Exercise text
>>
Willem de Sitter (1872 - 1934) realised that universal expansion presented a problem. If distant galaxies were receding faster than nearby ones, then at some point out in space, the galaxies would be receding from us at the speed of light. This is called the de Sitter horizon. Any galaxy beyond the horizon is forever beyond our reach, as one would have to travel faster than light to get there, and special relativity prevents this.

The Universe will then fragment into a series of 'bubbles' separated by de Sitter horizons: a de Sitter space. This can be thought of as a series of small universes, separate from each other, like islands in an ocean. The universes are totally separate, as only faster-than-light travel could propel you between them. Because their edge is expanding at the speed of light, they can be thought of as having infinite size.

As all galaxies would eventually pass beyond the horizon, eventually there would be no natural resources left for intelligent beings to consume. Each bubble would eventually settle into a bland, lifeless uniformity.

The situation may even be worse than this, as there is evidence that, far from slowing down, the expansion seems to be accelerating.


The de Sitter horizon would also place limits on our knowledge, as we would be unable to look beyond it, or receive information from it.

This means that the longer the universe continues expanding, the less chance we have of observing the earlier parts of it, because they will pass beyond the horizon and will not be visible anymore.

This won't be a problem for the human race. It won't be anything to worry about for several billion years. We'll be long extinct by then.

Some physicists argue that even after all the universes have passed beyond the horizon, there will still be hope. Given enough time, the laws of thermodynamics would seem to indicate that the Universe would return to a state where life could flourish again. This may seem as likely as a drop of ink dispersed in a water from gathering into a single drop, but wait long enough and it will happen.
<<
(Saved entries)
>>
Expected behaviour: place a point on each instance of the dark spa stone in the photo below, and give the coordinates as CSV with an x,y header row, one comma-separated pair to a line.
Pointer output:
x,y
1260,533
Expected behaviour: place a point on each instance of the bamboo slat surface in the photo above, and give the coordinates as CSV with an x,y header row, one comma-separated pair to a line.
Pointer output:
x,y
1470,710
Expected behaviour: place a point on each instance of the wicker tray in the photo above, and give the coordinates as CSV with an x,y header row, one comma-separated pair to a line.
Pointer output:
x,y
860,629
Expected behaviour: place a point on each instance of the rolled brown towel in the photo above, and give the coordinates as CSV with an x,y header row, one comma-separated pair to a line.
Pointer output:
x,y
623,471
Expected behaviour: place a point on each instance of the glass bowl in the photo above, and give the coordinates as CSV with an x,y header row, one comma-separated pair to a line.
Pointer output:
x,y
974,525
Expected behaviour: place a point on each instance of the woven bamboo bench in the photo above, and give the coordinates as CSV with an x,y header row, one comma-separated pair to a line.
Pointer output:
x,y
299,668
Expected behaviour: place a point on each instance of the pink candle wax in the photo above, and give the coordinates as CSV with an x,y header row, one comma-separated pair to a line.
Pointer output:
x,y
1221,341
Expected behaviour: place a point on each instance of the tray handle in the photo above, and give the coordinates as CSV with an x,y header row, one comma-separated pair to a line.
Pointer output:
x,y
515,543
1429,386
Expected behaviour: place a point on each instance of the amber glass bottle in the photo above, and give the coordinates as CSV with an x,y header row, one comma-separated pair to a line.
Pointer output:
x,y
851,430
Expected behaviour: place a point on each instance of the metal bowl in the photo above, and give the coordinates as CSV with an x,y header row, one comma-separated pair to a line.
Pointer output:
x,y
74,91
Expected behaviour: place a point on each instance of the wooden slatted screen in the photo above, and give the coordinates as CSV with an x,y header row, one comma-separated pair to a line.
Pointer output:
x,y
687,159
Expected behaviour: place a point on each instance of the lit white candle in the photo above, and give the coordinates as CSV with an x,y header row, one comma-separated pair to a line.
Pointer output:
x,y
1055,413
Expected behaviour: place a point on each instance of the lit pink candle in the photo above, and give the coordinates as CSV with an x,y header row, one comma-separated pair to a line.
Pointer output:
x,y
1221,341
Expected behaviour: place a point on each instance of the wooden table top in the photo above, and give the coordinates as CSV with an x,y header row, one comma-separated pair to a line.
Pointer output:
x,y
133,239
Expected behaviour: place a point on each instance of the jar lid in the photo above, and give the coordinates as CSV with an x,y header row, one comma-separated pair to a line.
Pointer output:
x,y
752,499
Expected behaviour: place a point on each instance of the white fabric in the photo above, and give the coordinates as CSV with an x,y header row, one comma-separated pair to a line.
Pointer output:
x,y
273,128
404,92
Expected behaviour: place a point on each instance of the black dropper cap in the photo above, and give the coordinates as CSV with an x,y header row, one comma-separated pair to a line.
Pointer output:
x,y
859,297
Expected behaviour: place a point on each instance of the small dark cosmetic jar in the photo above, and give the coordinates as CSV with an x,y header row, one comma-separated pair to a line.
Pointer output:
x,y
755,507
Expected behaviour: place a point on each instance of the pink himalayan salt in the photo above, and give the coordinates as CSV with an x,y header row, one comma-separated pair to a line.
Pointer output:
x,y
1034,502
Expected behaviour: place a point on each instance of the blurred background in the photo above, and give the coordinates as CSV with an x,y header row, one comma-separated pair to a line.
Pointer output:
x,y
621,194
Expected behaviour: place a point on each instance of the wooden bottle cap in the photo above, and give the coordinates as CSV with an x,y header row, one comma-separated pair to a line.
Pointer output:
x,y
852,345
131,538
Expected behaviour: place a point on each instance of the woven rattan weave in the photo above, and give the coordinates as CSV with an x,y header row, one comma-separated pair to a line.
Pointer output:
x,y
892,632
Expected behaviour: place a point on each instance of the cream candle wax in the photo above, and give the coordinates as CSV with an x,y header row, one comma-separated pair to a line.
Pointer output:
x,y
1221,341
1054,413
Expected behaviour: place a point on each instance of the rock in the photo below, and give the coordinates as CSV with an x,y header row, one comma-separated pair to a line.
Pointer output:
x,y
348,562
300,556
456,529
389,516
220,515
<<
Work to complete
According to the text on the de Sitter horizon, what would each bubble eventually settle into?

Reply
A bland, lifeless uniformity.